Please give back, word for word, only the lines starting at the one containing "Target: roof edge" and ending at the one containing "Target: blue sky" within the material below.

*** Opening Given data ***

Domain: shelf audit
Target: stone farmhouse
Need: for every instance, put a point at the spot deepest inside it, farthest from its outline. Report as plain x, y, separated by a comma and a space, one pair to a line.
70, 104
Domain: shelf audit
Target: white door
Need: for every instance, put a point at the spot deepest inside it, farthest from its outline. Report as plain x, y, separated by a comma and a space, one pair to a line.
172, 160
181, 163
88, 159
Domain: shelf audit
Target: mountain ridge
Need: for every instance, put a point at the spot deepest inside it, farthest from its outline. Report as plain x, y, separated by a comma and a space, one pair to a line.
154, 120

*** Closing Given data ***
*** Opening Given data ***

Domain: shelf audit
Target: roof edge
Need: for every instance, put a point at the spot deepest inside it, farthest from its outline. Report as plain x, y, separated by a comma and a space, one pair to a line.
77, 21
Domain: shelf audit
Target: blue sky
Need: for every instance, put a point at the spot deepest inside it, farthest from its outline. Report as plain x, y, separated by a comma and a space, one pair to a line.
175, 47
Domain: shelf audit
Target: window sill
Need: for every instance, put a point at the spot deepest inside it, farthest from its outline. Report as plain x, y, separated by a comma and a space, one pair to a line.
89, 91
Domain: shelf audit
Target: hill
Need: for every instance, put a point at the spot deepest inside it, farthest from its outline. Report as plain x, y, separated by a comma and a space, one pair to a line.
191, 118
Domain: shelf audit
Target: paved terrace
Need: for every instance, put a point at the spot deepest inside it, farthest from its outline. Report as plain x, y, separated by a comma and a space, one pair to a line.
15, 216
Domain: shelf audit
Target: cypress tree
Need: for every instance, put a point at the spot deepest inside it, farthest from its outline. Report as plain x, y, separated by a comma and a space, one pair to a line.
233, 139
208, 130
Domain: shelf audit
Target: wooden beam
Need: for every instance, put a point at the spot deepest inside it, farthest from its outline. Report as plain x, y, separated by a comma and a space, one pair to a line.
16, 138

*** Closing Given data ***

# Written answer
Target: roof edge
Need: for every instance, put a point at the spot deepest inside it, farthest from its outline. Report as plain x, y, separated by a comma and a space, one pair to a line.
77, 21
Domain: shelf audit
Target: blue sky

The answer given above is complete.